• Dataset content:

________

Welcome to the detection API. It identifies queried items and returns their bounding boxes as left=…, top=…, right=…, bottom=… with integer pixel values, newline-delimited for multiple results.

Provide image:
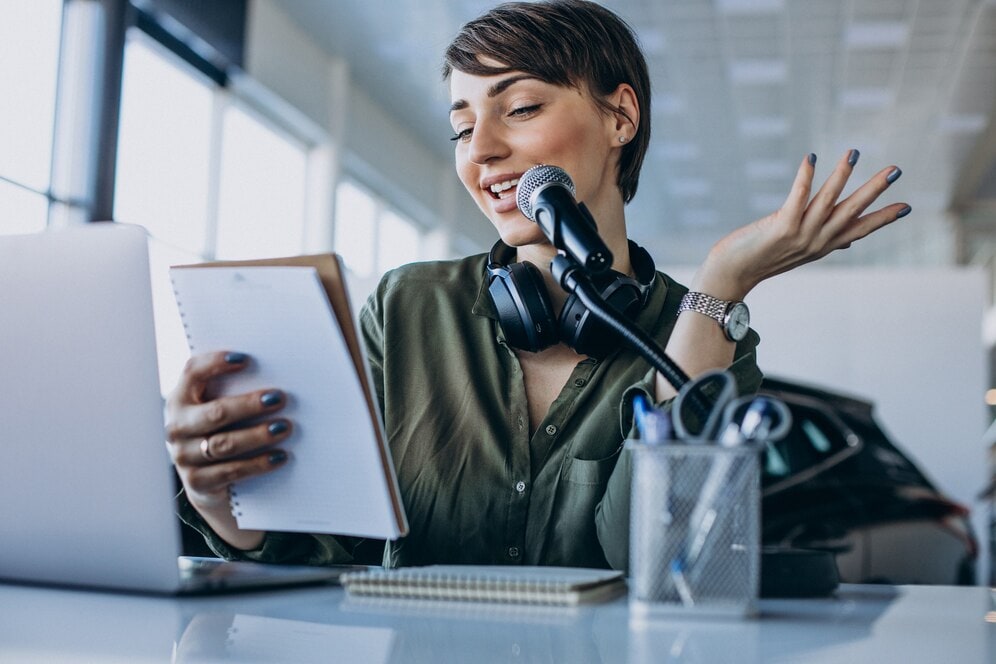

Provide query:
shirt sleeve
left=175, top=490, right=374, bottom=565
left=594, top=329, right=764, bottom=571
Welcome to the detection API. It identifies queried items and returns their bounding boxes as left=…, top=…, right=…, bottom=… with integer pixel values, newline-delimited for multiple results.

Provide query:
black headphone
left=486, top=240, right=656, bottom=358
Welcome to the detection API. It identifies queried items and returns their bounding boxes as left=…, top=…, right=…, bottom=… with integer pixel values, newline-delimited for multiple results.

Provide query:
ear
left=605, top=83, right=640, bottom=144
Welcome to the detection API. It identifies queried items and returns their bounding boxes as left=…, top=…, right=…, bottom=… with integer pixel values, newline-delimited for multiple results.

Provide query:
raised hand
left=698, top=150, right=910, bottom=300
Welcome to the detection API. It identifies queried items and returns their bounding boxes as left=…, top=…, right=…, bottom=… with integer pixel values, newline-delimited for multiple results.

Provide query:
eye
left=508, top=104, right=541, bottom=118
left=450, top=127, right=472, bottom=142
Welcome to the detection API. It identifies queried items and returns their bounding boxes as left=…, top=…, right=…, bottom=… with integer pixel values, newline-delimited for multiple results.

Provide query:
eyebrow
left=449, top=74, right=538, bottom=113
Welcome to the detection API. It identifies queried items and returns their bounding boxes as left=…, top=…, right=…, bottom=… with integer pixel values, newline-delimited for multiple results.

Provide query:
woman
left=167, top=0, right=908, bottom=570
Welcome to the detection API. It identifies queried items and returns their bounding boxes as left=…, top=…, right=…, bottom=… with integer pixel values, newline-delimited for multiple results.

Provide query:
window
left=114, top=25, right=450, bottom=391
left=333, top=180, right=377, bottom=277
left=0, top=180, right=50, bottom=235
left=215, top=104, right=308, bottom=260
left=115, top=32, right=312, bottom=392
left=377, top=209, right=421, bottom=274
left=115, top=36, right=214, bottom=253
left=0, top=0, right=62, bottom=234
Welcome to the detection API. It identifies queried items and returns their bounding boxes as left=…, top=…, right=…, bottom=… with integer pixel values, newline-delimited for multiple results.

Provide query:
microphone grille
left=516, top=165, right=575, bottom=221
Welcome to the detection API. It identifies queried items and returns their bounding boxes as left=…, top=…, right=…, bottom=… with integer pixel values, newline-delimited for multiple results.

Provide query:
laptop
left=0, top=223, right=364, bottom=594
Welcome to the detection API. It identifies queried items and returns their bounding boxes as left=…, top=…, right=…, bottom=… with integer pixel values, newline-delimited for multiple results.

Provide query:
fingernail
left=261, top=390, right=283, bottom=407
left=225, top=352, right=248, bottom=364
left=886, top=167, right=902, bottom=184
left=896, top=205, right=912, bottom=219
left=808, top=153, right=817, bottom=166
left=848, top=149, right=860, bottom=167
left=268, top=450, right=288, bottom=465
left=268, top=420, right=289, bottom=436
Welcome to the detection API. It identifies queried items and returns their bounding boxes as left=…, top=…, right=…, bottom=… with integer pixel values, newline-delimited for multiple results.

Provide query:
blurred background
left=1, top=0, right=992, bottom=581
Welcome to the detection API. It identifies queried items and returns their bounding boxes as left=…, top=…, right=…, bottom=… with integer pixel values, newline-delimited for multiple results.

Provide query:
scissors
left=672, top=369, right=739, bottom=441
left=672, top=369, right=792, bottom=444
left=718, top=394, right=792, bottom=446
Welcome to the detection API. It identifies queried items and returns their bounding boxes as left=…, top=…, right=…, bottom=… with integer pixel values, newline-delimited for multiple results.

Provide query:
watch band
left=677, top=291, right=730, bottom=325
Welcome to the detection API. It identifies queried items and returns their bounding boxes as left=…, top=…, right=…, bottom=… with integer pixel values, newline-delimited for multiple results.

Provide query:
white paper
left=170, top=265, right=401, bottom=538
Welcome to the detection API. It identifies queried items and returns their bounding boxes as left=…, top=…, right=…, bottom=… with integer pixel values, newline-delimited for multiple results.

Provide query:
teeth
left=489, top=178, right=519, bottom=194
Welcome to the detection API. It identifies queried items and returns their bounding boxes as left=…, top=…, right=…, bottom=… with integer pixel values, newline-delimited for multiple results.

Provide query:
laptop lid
left=0, top=223, right=188, bottom=592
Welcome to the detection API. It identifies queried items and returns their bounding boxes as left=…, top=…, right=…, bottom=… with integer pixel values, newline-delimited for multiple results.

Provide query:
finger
left=171, top=351, right=251, bottom=406
left=822, top=165, right=903, bottom=237
left=183, top=449, right=290, bottom=496
left=779, top=153, right=817, bottom=223
left=834, top=203, right=911, bottom=248
left=165, top=388, right=286, bottom=442
left=803, top=149, right=861, bottom=226
left=175, top=418, right=293, bottom=467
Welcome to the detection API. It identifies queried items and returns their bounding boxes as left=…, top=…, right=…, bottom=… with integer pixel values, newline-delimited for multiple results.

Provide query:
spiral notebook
left=340, top=566, right=626, bottom=606
left=169, top=255, right=407, bottom=540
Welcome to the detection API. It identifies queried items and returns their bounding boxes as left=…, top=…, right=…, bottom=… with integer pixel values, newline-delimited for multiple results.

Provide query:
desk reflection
left=1, top=583, right=989, bottom=664
left=340, top=596, right=608, bottom=664
left=174, top=612, right=395, bottom=663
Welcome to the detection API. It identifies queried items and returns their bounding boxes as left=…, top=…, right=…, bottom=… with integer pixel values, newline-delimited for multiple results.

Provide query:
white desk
left=0, top=582, right=992, bottom=663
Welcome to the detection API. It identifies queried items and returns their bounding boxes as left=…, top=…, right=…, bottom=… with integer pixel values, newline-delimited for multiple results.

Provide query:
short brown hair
left=443, top=0, right=652, bottom=203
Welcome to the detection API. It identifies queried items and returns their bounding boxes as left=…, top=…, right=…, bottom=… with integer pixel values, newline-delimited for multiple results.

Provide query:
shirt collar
left=472, top=253, right=498, bottom=319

________

Each entry above should be printed again word for word, with any picture dropped.

• Result of the task:
Welcome to the detection API. It identifies queried items and returns their bounding boxes as left=…, top=…, right=…, bottom=… with integer pixel values, newline-delimited for multiple results.

Provide image:

Provide query:
shirt sleeve
left=175, top=490, right=374, bottom=565
left=594, top=329, right=764, bottom=571
Welcome to the detection API. It identifies queried items and returns their bounding boxes as left=…, top=…, right=…, bottom=… with integer pixel values, newline-delimited for multiple results.

Provide query:
black headphone
left=486, top=240, right=656, bottom=358
Welcome to the detection API. It identifies queried items and returns their bounding boxes as left=…, top=…, right=…, bottom=… with integer pixel values, newline-delimited for multiple results.

Provide query:
ear
left=605, top=83, right=640, bottom=144
Welcome to the detection API. It identifies queried items and returns their bounding boxes as left=…, top=…, right=…, bottom=… with integer pixel values, newline-delimited for multiple results.

Provide query:
raised hand
left=698, top=150, right=910, bottom=300
Welcome to the detection API. It identifies queried items and returns their bounding boxes as left=…, top=…, right=…, bottom=… with integer pixel values, newline-delimited for multiple results.

Provide query:
eye
left=508, top=104, right=541, bottom=118
left=450, top=127, right=472, bottom=142
Welcome to the detection API. It identifies queried items and returns their bounding boxes as left=…, top=…, right=…, bottom=… with integer pixel values, newline-delimited for multiple results.

Provide query:
eyebrow
left=449, top=74, right=538, bottom=113
Welcome to the detection API. It identifies queried items and returns their bounding boxes as left=…, top=…, right=…, bottom=… with integer pixel values, newline-delimited for multiple results.

Provide query:
woman
left=167, top=0, right=908, bottom=570
Welcome to the detection API. It identifies queried items and returns their bounding boxes as left=…, top=…, right=…, bottom=… with integer pixel values, newline-delimited for multiple results.

Provide query:
window
left=114, top=25, right=450, bottom=391
left=333, top=180, right=377, bottom=277
left=0, top=180, right=50, bottom=235
left=215, top=104, right=308, bottom=260
left=115, top=32, right=312, bottom=392
left=377, top=209, right=421, bottom=274
left=115, top=36, right=214, bottom=253
left=0, top=0, right=62, bottom=234
Welcome to the detection API. It identifies queried items and returns their bounding boxes as left=…, top=…, right=…, bottom=… with integer pixel values, newline-delimited for multiple results.

Provide query:
microphone grille
left=516, top=165, right=575, bottom=221
Welcome to the detection API. It identifies queried items and returns their bounding boxes as left=…, top=…, right=…, bottom=… with integer pixel values, newline-delimited for multiple results.

Provide query:
laptop
left=0, top=223, right=364, bottom=594
Welcome to the detection API. It identifies queried items and returns their bounding boxes as left=…, top=…, right=…, bottom=… with integer pixel values, newline-delimited for multiple results.

Provide query:
fingernail
left=261, top=390, right=283, bottom=407
left=225, top=352, right=248, bottom=364
left=886, top=167, right=902, bottom=184
left=896, top=205, right=912, bottom=219
left=808, top=153, right=817, bottom=166
left=848, top=149, right=860, bottom=167
left=268, top=450, right=288, bottom=465
left=268, top=420, right=289, bottom=436
Welcome to the detection API. It identifies queried items and returns their bounding boxes as left=…, top=…, right=…, bottom=… with integer pixel values, newline-delimited for multiple results.

Provide query:
blurred background
left=1, top=0, right=992, bottom=581
Welcome to the detection API. It identifies queried items and returns their bounding boxes as left=…, top=…, right=…, bottom=… with integer pixel values, newline-delimited for multiple results.

Provide query:
scissors
left=672, top=369, right=739, bottom=441
left=672, top=369, right=792, bottom=444
left=718, top=394, right=792, bottom=446
Welcome to the detection API. It identifies queried items and returns their bounding boxes as left=…, top=…, right=…, bottom=… with integer pixel values, newline-delimited for multiple results.

Provide query:
watch band
left=677, top=291, right=730, bottom=325
Welcome to the detection API. It identifies queried items and returns their bounding boxes as left=…, top=…, right=…, bottom=… with integer pixel values, newline-delimited for multiple results.

Provide query:
white paper
left=170, top=265, right=401, bottom=538
Welcome to the detection API. It identifies queried items and returns their bounding boxes as left=…, top=…, right=…, bottom=… with integer pixel values, newline-delimited for multiple results.

Provide query:
teeth
left=489, top=178, right=519, bottom=194
Welcome to the detection API. It identifies queried items and returns their bounding boxes as left=…, top=…, right=…, bottom=… with integer pixel values, newline-delimited for multiple results.

Provide query:
laptop lid
left=0, top=223, right=188, bottom=592
Welcome to the detection API. It identifies queried items and returns their bounding boxes as left=…, top=…, right=…, bottom=… with integer pixel values, newline-delimited for multiple results.

Provide query:
finger
left=171, top=351, right=251, bottom=406
left=822, top=165, right=903, bottom=237
left=183, top=449, right=290, bottom=496
left=779, top=153, right=817, bottom=223
left=834, top=203, right=911, bottom=248
left=165, top=388, right=286, bottom=442
left=803, top=149, right=861, bottom=226
left=175, top=418, right=293, bottom=467
Welcome to the detection API. It identifies queried items and returns their bounding boxes as left=…, top=…, right=…, bottom=… with integer pixel values, newline-delimited for multiple results.

Provide query:
spiral notebook
left=340, top=566, right=626, bottom=606
left=169, top=255, right=407, bottom=540
Welcome to the detection API. It identifies queried items and returns their bounding boxes as left=…, top=…, right=…, bottom=… with integer pixel values, newline-delimited for multiple results.

Provide query:
desk reflection
left=1, top=583, right=989, bottom=664
left=340, top=596, right=608, bottom=664
left=174, top=612, right=395, bottom=663
Welcome to the detection API. It identifies queried items and returns their bounding boxes as left=…, top=…, right=…, bottom=… with integer pixel values, newline-delimited for multiple results.

Provide query:
white desk
left=0, top=582, right=992, bottom=663
Welcome to the detection API. It identifies queried items and returns their bounding boxes as left=…, top=…, right=…, bottom=… with integer pixel values, newline-delimited for multiple results.

Provide query:
short brown hair
left=443, top=0, right=652, bottom=203
Welcome to the detection API. It identifies queried items and returns their bounding boxes as left=…, top=…, right=…, bottom=… with integer pixel values, newline-delimited for multiple results.

Provide query:
shirt collar
left=472, top=253, right=498, bottom=319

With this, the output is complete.